- What to produce -
In the material below, find each line with the string "after" and copy it.

- Provided data -
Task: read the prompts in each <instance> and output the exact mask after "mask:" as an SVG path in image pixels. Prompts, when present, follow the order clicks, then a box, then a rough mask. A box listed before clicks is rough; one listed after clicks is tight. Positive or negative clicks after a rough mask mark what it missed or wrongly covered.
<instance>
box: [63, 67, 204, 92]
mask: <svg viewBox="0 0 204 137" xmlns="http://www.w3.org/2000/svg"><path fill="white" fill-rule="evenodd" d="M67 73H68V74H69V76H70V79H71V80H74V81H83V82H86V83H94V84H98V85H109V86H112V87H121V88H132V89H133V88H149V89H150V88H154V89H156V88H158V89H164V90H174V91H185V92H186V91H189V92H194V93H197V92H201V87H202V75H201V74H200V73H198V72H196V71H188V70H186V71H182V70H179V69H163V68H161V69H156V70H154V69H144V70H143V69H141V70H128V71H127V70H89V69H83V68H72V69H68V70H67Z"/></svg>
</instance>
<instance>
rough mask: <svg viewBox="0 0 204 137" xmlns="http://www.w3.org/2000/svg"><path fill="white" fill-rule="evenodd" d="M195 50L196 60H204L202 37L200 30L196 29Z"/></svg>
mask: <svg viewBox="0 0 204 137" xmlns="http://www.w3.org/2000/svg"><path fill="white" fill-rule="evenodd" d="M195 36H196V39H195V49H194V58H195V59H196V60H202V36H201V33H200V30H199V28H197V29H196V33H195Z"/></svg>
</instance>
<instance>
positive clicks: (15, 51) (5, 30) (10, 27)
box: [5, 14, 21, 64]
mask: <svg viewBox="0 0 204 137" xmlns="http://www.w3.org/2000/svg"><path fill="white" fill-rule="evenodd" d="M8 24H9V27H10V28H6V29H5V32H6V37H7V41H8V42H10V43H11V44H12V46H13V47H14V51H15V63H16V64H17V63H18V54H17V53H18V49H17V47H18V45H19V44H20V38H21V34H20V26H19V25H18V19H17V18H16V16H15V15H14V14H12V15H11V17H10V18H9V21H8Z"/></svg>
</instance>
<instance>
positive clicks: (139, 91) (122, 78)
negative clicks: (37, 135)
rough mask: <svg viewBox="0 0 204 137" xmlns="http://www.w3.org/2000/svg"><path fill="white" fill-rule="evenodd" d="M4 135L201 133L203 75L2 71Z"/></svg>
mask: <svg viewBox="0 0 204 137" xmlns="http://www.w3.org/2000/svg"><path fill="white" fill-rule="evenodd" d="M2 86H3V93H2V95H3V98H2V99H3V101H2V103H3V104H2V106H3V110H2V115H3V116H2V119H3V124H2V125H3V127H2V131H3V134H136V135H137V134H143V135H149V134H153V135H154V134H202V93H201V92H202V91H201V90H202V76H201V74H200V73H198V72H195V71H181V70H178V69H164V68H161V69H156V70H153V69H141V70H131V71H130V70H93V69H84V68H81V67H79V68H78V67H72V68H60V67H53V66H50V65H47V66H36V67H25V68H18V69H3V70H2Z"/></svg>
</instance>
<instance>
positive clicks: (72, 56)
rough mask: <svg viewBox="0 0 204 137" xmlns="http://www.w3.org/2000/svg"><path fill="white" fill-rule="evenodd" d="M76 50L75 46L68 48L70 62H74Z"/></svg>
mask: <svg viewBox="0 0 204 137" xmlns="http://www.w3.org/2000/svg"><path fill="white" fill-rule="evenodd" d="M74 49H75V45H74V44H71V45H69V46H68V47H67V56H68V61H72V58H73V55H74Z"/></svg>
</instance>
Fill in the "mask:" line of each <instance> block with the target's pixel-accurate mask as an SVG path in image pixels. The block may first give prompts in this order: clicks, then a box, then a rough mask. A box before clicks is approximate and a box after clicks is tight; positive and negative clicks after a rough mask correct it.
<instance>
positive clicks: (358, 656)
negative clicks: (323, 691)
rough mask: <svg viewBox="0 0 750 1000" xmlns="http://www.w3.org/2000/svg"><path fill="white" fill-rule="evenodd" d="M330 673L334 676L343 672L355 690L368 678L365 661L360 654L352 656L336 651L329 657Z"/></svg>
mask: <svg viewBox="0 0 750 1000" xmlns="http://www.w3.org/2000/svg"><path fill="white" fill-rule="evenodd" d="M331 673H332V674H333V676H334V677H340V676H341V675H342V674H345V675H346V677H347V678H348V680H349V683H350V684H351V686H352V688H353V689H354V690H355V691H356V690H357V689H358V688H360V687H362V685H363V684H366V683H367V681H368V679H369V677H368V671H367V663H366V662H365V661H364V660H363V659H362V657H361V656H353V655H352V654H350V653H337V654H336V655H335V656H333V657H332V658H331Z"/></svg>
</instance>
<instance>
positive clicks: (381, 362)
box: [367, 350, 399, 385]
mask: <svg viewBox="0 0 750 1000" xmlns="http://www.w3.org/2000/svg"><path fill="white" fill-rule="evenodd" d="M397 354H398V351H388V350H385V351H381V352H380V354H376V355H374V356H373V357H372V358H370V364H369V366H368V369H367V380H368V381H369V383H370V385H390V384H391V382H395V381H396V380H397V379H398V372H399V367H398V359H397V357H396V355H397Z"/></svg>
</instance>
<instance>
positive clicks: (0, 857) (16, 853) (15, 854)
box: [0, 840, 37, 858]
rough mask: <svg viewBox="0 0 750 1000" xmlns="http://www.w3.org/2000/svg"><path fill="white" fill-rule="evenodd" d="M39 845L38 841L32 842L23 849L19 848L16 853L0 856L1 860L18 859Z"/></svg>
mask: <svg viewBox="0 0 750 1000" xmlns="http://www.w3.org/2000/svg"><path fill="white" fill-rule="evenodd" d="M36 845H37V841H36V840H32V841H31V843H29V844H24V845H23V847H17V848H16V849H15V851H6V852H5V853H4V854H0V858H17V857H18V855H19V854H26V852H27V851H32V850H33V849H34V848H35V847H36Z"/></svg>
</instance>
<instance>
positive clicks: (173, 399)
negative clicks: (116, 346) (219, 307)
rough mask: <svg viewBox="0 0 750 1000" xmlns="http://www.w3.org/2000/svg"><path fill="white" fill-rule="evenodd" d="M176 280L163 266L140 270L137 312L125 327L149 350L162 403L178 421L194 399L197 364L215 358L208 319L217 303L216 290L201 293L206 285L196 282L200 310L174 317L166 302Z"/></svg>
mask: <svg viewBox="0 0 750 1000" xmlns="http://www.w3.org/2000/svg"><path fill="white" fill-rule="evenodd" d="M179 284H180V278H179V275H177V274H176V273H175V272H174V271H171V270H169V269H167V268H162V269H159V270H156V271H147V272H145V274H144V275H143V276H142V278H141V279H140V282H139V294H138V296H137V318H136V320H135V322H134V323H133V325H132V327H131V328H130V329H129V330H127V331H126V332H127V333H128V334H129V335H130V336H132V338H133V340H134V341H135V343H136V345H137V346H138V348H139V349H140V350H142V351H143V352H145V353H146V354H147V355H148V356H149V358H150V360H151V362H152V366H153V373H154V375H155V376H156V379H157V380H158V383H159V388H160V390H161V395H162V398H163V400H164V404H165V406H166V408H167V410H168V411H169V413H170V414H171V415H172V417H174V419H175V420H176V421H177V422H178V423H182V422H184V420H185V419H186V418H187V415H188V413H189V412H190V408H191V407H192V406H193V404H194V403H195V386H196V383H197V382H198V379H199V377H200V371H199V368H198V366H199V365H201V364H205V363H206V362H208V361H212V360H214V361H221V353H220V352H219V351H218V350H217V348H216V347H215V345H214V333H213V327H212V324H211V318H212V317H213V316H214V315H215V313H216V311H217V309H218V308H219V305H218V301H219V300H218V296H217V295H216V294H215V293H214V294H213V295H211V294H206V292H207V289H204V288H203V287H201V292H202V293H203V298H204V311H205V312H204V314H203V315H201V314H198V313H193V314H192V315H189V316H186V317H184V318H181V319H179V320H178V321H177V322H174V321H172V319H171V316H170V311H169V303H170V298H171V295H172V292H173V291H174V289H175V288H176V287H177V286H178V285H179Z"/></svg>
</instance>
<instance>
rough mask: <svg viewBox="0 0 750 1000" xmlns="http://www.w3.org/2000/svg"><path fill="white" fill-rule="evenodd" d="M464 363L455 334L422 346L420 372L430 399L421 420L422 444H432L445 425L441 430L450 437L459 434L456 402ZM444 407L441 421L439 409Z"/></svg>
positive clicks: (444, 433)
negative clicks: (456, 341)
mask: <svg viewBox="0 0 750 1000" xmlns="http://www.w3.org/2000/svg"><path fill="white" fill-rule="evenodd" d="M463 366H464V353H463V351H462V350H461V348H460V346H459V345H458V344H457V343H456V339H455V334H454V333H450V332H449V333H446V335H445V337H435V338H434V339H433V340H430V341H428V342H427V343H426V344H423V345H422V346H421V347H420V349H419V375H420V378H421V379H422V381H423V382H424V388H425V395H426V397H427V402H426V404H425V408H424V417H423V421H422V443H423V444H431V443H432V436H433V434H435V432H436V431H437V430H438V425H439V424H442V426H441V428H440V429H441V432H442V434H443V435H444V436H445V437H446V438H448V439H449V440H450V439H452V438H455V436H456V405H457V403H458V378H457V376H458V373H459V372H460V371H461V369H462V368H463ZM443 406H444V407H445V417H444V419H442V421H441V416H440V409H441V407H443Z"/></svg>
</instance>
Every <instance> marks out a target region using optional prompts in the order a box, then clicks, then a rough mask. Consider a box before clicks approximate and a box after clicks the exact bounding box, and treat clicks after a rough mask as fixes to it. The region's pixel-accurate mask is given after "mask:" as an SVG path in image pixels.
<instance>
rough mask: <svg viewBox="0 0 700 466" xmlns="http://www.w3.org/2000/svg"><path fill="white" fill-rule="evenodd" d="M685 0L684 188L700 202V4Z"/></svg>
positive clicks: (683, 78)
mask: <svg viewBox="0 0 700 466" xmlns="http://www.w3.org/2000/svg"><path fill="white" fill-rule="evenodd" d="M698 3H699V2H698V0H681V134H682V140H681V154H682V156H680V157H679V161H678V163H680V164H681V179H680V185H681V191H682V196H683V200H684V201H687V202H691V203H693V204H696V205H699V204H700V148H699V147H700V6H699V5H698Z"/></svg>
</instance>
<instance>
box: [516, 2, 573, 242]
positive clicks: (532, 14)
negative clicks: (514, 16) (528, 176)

- Response area -
Task: read the prompts in each <instance> and output the exact mask after "mask:" as an SVG path in image pixels. Prompts, when present, follow the order clicks, then a box, then a rough mask. A box listed before clicks is rough; one listed after clicks is tight. Positive or negative clicks after a rough mask mark what it missed or wrongly covered.
Fill in the "mask:" line of each <instance> block with the target's pixel-accurate mask as an SVG path in image pixels. The block may first give prompts in this order: clicks, then a box, then a rough mask. A box before clicks is approximate and a box after clicks is tight; positive and negative clicks after a rough mask correct it.
Every <instance> marks out a target region using optional prompts in the order a box, then clicks, then a rough mask. Consider a box before clicks approximate and a box after clicks the exact bounding box, and treat clicks after a rough mask as fixes to it. The region's pixel-accurate mask is given after "mask:" as an SVG path in image pixels.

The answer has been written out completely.